**Task**
Quote all lines below exactly. Images stay out.

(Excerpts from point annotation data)
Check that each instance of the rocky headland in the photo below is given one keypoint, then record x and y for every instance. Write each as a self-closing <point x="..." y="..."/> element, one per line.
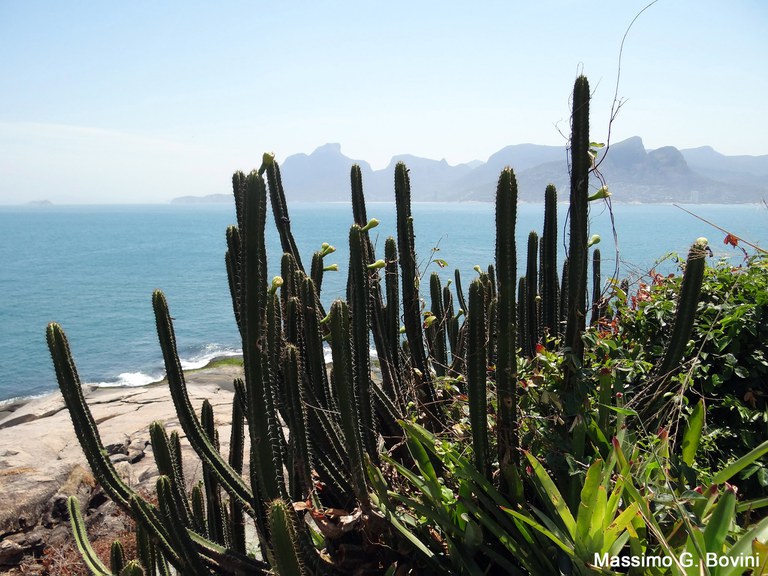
<point x="42" y="464"/>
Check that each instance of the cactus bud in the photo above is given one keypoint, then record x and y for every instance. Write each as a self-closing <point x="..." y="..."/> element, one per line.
<point x="376" y="265"/>
<point x="600" y="194"/>
<point x="372" y="223"/>
<point x="277" y="281"/>
<point x="326" y="249"/>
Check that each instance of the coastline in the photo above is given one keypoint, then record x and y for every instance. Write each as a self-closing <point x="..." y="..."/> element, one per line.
<point x="42" y="463"/>
<point x="11" y="406"/>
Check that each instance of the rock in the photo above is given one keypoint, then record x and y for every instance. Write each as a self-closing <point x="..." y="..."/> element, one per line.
<point x="10" y="552"/>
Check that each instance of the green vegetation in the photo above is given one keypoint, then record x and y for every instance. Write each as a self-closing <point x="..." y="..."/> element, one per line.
<point x="505" y="437"/>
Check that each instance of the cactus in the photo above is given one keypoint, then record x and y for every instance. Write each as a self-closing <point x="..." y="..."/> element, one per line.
<point x="285" y="546"/>
<point x="531" y="285"/>
<point x="280" y="208"/>
<point x="522" y="318"/>
<point x="410" y="283"/>
<point x="506" y="356"/>
<point x="687" y="303"/>
<point x="358" y="290"/>
<point x="581" y="164"/>
<point x="597" y="304"/>
<point x="477" y="343"/>
<point x="348" y="402"/>
<point x="548" y="283"/>
<point x="436" y="331"/>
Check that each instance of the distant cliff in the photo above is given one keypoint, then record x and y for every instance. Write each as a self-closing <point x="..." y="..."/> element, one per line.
<point x="633" y="174"/>
<point x="209" y="199"/>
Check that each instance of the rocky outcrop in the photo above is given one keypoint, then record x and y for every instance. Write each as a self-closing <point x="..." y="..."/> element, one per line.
<point x="41" y="463"/>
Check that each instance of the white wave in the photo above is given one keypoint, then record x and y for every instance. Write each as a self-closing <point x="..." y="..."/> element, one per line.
<point x="130" y="379"/>
<point x="208" y="353"/>
<point x="328" y="356"/>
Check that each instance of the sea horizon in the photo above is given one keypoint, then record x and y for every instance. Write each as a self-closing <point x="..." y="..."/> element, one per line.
<point x="93" y="268"/>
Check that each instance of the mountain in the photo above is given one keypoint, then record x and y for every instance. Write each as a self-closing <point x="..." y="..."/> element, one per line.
<point x="322" y="175"/>
<point x="209" y="199"/>
<point x="632" y="172"/>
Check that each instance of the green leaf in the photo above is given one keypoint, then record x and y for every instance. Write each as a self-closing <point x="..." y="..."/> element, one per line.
<point x="719" y="522"/>
<point x="692" y="434"/>
<point x="553" y="494"/>
<point x="735" y="467"/>
<point x="743" y="547"/>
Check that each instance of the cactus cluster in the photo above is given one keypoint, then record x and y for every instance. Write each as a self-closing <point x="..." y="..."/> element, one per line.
<point x="314" y="435"/>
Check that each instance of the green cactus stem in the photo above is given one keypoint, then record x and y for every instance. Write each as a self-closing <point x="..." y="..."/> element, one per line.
<point x="477" y="343"/>
<point x="532" y="282"/>
<point x="436" y="332"/>
<point x="597" y="305"/>
<point x="285" y="546"/>
<point x="341" y="350"/>
<point x="549" y="289"/>
<point x="358" y="292"/>
<point x="410" y="285"/>
<point x="229" y="478"/>
<point x="116" y="557"/>
<point x="506" y="313"/>
<point x="581" y="164"/>
<point x="91" y="559"/>
<point x="280" y="210"/>
<point x="687" y="303"/>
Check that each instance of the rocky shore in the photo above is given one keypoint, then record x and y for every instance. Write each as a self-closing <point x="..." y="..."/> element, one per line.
<point x="41" y="462"/>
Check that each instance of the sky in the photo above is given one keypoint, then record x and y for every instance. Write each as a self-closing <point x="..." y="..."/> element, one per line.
<point x="144" y="101"/>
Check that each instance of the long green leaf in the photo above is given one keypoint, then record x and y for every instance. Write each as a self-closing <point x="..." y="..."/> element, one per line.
<point x="719" y="522"/>
<point x="743" y="547"/>
<point x="94" y="563"/>
<point x="735" y="467"/>
<point x="553" y="494"/>
<point x="692" y="435"/>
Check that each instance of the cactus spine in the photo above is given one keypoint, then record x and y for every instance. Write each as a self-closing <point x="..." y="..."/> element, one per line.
<point x="531" y="284"/>
<point x="687" y="302"/>
<point x="410" y="283"/>
<point x="549" y="289"/>
<point x="506" y="309"/>
<point x="477" y="343"/>
<point x="581" y="164"/>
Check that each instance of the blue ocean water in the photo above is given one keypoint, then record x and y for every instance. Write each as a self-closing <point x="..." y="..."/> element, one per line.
<point x="93" y="269"/>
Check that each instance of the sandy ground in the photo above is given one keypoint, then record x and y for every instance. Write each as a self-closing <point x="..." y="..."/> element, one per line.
<point x="41" y="459"/>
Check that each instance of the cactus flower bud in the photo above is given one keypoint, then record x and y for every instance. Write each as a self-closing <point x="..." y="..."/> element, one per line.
<point x="372" y="223"/>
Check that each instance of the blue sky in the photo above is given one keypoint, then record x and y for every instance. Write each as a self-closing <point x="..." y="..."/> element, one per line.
<point x="107" y="102"/>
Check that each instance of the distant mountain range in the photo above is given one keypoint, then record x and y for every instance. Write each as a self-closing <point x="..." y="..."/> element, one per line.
<point x="633" y="174"/>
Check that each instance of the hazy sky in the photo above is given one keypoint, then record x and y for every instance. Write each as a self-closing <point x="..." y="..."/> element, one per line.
<point x="104" y="102"/>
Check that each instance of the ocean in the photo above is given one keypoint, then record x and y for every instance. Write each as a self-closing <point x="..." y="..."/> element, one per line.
<point x="93" y="270"/>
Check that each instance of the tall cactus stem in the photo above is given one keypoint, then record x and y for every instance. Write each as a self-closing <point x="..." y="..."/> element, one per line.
<point x="410" y="284"/>
<point x="358" y="291"/>
<point x="437" y="329"/>
<point x="532" y="283"/>
<point x="581" y="164"/>
<point x="280" y="210"/>
<point x="506" y="313"/>
<point x="285" y="546"/>
<point x="348" y="405"/>
<point x="550" y="291"/>
<point x="477" y="343"/>
<point x="596" y="288"/>
<point x="687" y="303"/>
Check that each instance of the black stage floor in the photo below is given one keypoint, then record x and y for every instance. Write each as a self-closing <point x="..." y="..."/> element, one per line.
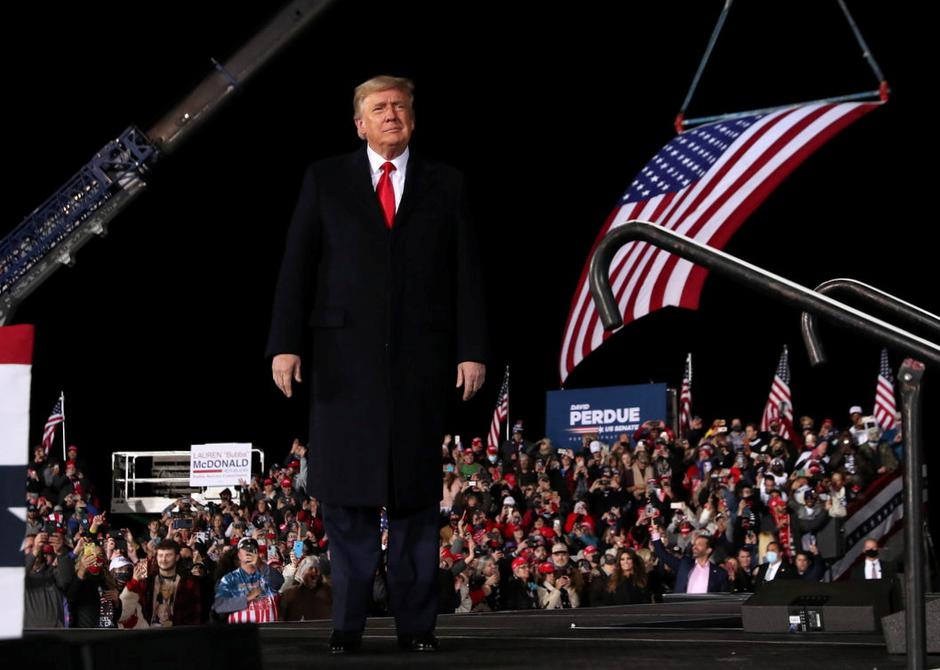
<point x="684" y="632"/>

**Solved exercise**
Check that each instance of the rocky headland in the photo below is given one keypoint, then record x and y for every instance. Write each as a self-closing <point x="..." y="..."/> element, one per line.
<point x="42" y="464"/>
Check that each instance of the cactus bud in the photo above is given one keypoint, then record x and y for every instance. Write each as a self-closing <point x="..." y="..."/> element, one per line.
<point x="376" y="265"/>
<point x="600" y="194"/>
<point x="372" y="223"/>
<point x="277" y="281"/>
<point x="326" y="249"/>
Check that each instance of the coastline in the photo above is given one keypoint, then record x and y for every instance. Write each as a self-closing <point x="..." y="..."/> element, one per line.
<point x="42" y="463"/>
<point x="11" y="406"/>
Check that each instance of the rock in the photo above is given one keypoint, then record x and y for every instance. Write each as a self-closing <point x="..." y="..."/> element, one per line.
<point x="10" y="552"/>
Check that each instance of the green vegetation in the photo above is given one keypoint, then record x and y for every instance. Write each as a self-closing <point x="..." y="..."/> element, one per line.
<point x="505" y="437"/>
Check that each instance of the cactus in the photo above is given one keypoint, then record x and y for every instance. Write each as a self-closing <point x="..." y="..."/> element, one per line.
<point x="285" y="546"/>
<point x="531" y="285"/>
<point x="280" y="208"/>
<point x="522" y="318"/>
<point x="410" y="283"/>
<point x="506" y="356"/>
<point x="687" y="303"/>
<point x="358" y="290"/>
<point x="581" y="164"/>
<point x="597" y="304"/>
<point x="477" y="343"/>
<point x="348" y="402"/>
<point x="548" y="283"/>
<point x="436" y="331"/>
Check that each instance of the distant cliff in the photo above is given one keypoint, then record x and y for every instance. Write each as a self-closing <point x="..." y="..."/> element, one per line.
<point x="633" y="174"/>
<point x="209" y="199"/>
Check that each instance of the rocky outcrop in the photo above is given one keypoint, then record x and y for every instance. Write each as a self-closing <point x="..." y="..."/> element, one per line.
<point x="41" y="463"/>
Check that each instance of the white wave in the photo above is given one keypoint, then record x and y for every instance. Write each as a self-closing <point x="..." y="..."/> element, one per line.
<point x="130" y="379"/>
<point x="208" y="353"/>
<point x="328" y="356"/>
Check that each instance of the sea horizon in the photo above is given one keypoint, then record x and y for every instance. Write each as a self-closing <point x="..." y="..."/> element, one per line.
<point x="93" y="268"/>
Check that each instance of the mountain in the photo above is given one keypoint, then record x and y for every instance. Write each as a self-closing <point x="..." y="..."/> element, one per line.
<point x="322" y="175"/>
<point x="209" y="199"/>
<point x="632" y="172"/>
Check that each instance of the green leaf in the photo above is given one keypoint, then record x and y for every instance. Write each as a self-closing <point x="..." y="..."/> element, one per line.
<point x="719" y="522"/>
<point x="692" y="434"/>
<point x="553" y="494"/>
<point x="735" y="467"/>
<point x="743" y="547"/>
Check that each instance of the cactus cluster in the photo above is given one keypoint, then record x and y for every instance. Write each as a self-closing <point x="..." y="..."/> element, one per line.
<point x="314" y="435"/>
Check that each instance of the green cactus stem in the photo above is given one keypoint, then record x and y for every instance. Write each as a self-closing <point x="..." y="..."/> element, one per line.
<point x="477" y="343"/>
<point x="532" y="282"/>
<point x="436" y="332"/>
<point x="597" y="305"/>
<point x="285" y="546"/>
<point x="341" y="350"/>
<point x="549" y="289"/>
<point x="358" y="292"/>
<point x="410" y="285"/>
<point x="229" y="478"/>
<point x="116" y="557"/>
<point x="506" y="313"/>
<point x="581" y="164"/>
<point x="91" y="559"/>
<point x="280" y="210"/>
<point x="687" y="303"/>
Check that each instance of the rocky shore in the photo above is given one keypoint, then record x and y for every instance. Write each as a self-closing <point x="..." y="..."/> element, one per line.
<point x="41" y="462"/>
Check that each instance of the sky in the photo above is given one keypoint, then record x and y for every instance. Write each as a self-closing <point x="..." y="..."/> element, one per line.
<point x="144" y="101"/>
Check that each instance of the long green leaf in the photo above is given one keypoint, then record x and y for every instance. Write each as a self-closing <point x="..." y="..."/> element, one per line.
<point x="719" y="522"/>
<point x="743" y="547"/>
<point x="94" y="563"/>
<point x="735" y="467"/>
<point x="553" y="494"/>
<point x="692" y="435"/>
Check that each instance of the cactus spine in the photo above is given one keypoint, then record x and y for every instance. Write each as a self-closing <point x="..." y="..."/> element, one per line.
<point x="531" y="284"/>
<point x="687" y="302"/>
<point x="410" y="283"/>
<point x="549" y="289"/>
<point x="506" y="309"/>
<point x="477" y="343"/>
<point x="581" y="164"/>
Check that each instance of the blue ocean water in the photo above is given one keypoint, then record x and y for every instance. Write each as a self-closing <point x="..." y="..."/> element, one per line.
<point x="93" y="269"/>
Check that each instance of the sandy ground in the photo above is given one keypoint, then record x and y for every instance. Write each as a self-closing <point x="..." y="..."/> element, one per line.
<point x="41" y="459"/>
Check that each instance of the cactus flower bud in the photo above is given one keypoint, then record x and y for every instance. Write each as a self-closing <point x="..." y="..."/> element, one per line.
<point x="372" y="223"/>
Check that each instance of the blue sky in the photo above is given one keypoint, then record x and y for every instance. Write each as a self-closing <point x="..." y="..."/> element, one per line.
<point x="107" y="102"/>
Check that each instance of the distant mountain range in the photo above is given one keypoint, then record x and y for every instance. Write each as a self-closing <point x="..." y="..."/> element, one per line.
<point x="633" y="174"/>
Check that each instance of the hazy sky in the photo above is given one keypoint, then record x and y for every instance. Write each as a self-closing <point x="..." y="..."/> element, one per line.
<point x="104" y="102"/>
Check that each instance of the ocean in the photo above is given one keypoint, then record x and y for every instance. Write each as a self-closing <point x="..." y="..."/> element, one per line.
<point x="93" y="270"/>
Check that each instance of the tall cactus stem in the photo above is given one keypoint, then record x and y for every instance. Write each as a self-closing <point x="..." y="..."/> element, one per line.
<point x="410" y="284"/>
<point x="358" y="291"/>
<point x="437" y="329"/>
<point x="532" y="283"/>
<point x="581" y="164"/>
<point x="280" y="210"/>
<point x="506" y="313"/>
<point x="285" y="546"/>
<point x="348" y="405"/>
<point x="550" y="291"/>
<point x="477" y="343"/>
<point x="596" y="288"/>
<point x="687" y="303"/>
Check that each instance of the black stage floor in the photo below is given one keypoint, then record x and y for every instance. Write each as a self-closing <point x="..." y="..."/> element, one per line.
<point x="684" y="632"/>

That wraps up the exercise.